> _PETIT PROBLÈME_:
Extrayez chacune des lignes ci-dessous qui contient le mot « side », en tenant compte de la casse.

▬▬▬▬▬▬▬▬▬▬

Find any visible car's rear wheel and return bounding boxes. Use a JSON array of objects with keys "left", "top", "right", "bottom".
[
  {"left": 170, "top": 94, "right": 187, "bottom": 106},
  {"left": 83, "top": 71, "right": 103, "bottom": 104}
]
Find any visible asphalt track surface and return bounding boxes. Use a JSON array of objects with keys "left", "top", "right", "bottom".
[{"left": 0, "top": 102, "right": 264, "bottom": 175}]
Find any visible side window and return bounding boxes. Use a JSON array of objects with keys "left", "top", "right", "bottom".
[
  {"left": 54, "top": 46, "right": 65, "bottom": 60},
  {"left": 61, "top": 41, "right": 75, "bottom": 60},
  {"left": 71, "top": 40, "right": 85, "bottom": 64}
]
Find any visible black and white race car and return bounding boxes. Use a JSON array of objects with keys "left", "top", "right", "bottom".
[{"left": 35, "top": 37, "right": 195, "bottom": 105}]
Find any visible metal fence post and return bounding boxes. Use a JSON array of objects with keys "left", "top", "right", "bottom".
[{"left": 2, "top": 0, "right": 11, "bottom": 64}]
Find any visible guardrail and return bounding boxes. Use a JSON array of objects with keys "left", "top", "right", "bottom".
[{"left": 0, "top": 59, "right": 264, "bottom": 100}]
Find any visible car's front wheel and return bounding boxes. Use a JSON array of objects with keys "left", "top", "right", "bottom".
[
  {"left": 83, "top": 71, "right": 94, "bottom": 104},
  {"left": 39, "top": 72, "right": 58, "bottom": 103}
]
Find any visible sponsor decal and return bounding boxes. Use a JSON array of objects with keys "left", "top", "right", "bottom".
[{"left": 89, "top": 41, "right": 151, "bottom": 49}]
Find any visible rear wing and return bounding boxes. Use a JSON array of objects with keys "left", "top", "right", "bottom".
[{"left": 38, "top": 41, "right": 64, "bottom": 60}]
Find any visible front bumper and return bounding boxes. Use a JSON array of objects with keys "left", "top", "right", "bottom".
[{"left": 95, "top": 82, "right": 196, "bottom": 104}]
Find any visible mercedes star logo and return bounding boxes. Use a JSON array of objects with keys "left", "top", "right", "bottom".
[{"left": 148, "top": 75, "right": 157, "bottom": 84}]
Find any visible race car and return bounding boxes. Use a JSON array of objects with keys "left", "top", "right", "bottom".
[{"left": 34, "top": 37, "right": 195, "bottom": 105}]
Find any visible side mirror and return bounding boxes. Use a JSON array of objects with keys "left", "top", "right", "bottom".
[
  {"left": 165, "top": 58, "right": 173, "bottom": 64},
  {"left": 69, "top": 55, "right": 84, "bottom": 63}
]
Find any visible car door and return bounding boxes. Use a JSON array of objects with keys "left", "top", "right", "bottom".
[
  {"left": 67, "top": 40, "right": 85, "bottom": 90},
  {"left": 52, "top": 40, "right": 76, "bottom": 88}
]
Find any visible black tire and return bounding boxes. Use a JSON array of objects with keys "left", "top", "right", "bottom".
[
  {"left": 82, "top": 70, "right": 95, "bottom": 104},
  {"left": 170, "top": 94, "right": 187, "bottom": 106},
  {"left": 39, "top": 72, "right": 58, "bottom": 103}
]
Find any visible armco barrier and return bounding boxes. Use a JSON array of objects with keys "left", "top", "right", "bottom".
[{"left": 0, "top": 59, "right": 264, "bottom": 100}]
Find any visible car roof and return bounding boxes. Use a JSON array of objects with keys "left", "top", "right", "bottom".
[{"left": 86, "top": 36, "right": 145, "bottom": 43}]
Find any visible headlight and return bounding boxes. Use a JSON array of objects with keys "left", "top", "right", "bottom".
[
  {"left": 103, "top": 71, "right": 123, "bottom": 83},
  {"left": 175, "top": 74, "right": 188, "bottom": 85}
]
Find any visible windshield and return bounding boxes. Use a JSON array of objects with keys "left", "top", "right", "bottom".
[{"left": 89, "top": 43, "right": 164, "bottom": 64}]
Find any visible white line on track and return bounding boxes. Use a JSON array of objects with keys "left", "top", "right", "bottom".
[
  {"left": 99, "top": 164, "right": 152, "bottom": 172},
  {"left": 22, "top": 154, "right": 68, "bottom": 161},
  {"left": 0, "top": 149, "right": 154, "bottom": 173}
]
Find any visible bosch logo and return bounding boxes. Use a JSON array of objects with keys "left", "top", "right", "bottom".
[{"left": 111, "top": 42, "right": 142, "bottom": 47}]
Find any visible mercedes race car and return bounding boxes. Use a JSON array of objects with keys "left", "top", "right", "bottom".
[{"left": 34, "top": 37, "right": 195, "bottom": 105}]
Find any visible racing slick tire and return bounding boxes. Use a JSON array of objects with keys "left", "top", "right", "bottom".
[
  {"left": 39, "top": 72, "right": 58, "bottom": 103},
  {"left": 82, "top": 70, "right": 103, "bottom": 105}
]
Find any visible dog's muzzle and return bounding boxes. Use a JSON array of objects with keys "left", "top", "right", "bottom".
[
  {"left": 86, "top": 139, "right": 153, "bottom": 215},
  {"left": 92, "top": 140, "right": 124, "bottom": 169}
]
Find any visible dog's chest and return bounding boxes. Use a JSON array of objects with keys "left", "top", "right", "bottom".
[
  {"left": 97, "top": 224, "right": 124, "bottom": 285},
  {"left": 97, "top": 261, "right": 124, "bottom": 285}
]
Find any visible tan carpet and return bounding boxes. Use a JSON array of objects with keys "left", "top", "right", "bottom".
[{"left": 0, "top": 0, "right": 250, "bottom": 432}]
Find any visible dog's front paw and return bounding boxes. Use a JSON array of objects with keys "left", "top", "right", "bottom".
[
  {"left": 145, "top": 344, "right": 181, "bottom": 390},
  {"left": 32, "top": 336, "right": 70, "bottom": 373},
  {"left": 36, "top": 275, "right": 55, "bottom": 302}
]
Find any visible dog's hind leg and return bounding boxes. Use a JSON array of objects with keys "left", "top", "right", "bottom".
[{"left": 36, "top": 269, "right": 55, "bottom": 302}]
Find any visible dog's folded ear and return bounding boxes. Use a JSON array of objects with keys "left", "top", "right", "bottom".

▬▬▬▬▬▬▬▬▬▬

> _CORRIGÉ_:
Find any visible side window and return bounding boxes. Use a JSON array of objects with keys "left", "top", "right", "bottom".
Find any visible side mirror and return bounding boxes. Use a JSON array of objects with keys "left", "top", "right", "bottom".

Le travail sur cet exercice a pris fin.